WHAT YOU WILL DO:
Find "TARGET = wing" and "TARGET = main landing gear" in the records below. Copy the lines holding them and every line between, exactly, and no others.

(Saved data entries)

——————

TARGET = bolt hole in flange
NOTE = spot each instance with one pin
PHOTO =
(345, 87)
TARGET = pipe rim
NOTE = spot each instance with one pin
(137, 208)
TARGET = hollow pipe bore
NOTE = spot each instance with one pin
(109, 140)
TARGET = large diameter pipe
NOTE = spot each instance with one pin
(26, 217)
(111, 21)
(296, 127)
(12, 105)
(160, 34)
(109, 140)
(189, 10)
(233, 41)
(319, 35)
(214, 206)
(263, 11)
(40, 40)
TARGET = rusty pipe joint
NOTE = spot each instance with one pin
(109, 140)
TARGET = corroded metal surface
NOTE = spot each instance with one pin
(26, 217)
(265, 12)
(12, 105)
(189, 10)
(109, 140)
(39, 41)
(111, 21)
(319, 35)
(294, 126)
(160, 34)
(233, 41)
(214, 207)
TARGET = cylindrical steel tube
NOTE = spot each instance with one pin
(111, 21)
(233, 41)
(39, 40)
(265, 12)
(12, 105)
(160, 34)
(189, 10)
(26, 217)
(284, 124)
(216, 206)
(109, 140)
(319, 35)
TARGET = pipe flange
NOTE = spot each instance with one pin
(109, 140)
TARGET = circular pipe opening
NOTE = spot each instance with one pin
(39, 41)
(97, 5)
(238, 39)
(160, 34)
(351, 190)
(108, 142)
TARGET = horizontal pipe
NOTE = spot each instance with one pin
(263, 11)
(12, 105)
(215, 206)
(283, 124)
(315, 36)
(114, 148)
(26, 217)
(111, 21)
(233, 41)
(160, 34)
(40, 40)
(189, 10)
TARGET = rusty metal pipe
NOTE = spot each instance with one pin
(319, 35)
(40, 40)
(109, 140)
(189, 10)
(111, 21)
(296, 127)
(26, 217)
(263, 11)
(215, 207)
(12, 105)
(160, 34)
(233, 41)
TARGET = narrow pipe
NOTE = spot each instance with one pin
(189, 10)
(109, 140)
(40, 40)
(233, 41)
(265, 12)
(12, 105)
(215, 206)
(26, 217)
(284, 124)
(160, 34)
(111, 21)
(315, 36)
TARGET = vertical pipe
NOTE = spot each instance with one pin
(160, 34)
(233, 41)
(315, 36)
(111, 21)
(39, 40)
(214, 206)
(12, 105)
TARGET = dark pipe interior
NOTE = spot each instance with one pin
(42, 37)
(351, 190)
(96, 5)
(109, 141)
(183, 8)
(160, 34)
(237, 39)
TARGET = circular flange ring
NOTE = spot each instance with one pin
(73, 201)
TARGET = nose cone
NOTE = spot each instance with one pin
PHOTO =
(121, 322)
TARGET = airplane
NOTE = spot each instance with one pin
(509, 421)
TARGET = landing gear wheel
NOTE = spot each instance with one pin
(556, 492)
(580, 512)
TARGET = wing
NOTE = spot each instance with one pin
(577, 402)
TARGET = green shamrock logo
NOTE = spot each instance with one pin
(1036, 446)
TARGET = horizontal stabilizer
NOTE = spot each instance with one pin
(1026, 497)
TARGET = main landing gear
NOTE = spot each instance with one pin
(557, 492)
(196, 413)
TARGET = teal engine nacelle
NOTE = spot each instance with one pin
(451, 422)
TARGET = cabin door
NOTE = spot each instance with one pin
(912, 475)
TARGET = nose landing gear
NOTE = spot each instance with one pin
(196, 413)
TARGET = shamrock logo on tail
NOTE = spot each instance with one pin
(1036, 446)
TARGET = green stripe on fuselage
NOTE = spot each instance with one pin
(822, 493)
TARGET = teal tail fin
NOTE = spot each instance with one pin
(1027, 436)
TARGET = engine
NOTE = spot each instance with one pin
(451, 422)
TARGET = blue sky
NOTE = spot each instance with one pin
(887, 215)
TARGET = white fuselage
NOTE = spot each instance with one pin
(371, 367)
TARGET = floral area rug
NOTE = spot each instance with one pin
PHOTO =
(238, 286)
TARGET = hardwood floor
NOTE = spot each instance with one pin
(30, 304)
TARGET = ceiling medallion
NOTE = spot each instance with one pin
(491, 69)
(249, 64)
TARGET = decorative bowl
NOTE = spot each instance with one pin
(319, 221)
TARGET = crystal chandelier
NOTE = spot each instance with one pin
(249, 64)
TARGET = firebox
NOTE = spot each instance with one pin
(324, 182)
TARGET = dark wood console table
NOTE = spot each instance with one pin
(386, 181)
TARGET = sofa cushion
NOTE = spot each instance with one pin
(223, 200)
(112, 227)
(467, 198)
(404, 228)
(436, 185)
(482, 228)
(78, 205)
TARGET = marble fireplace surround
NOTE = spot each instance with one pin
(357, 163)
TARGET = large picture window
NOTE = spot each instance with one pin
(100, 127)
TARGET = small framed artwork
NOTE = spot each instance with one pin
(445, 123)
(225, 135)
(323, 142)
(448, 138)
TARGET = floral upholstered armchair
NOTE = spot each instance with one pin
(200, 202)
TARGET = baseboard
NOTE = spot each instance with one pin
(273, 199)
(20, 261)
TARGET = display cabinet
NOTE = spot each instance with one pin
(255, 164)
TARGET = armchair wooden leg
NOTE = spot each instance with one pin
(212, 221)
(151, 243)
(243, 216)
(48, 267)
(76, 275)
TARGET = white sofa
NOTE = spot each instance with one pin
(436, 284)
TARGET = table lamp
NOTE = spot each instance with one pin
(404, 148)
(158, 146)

——————

REPLY:
TARGET = wing
NOTE = spot each instance with one pin
(577, 402)
TARGET = green shamrock logo
NOTE = spot each instance with one pin
(1036, 446)
TARGET = horizontal stabilizer
NOTE = spot each instance with one pin
(1026, 497)
TARGET = main landing gear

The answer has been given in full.